**WHAT THE TASK ASKS**
Without the images, write out all of the following entries exactly.

**MATERIAL PROVIDED**
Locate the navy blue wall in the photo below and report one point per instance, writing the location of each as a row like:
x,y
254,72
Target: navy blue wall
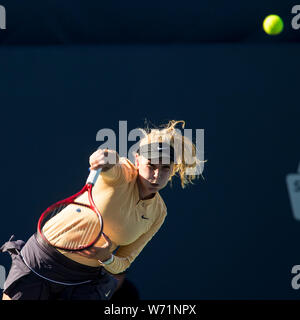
x,y
230,236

**OUTPUT**
Locate the navy blue wall in the photo below and report one point per instance, writing the location of each as a row like:
x,y
254,72
Target: navy blue wall
x,y
230,236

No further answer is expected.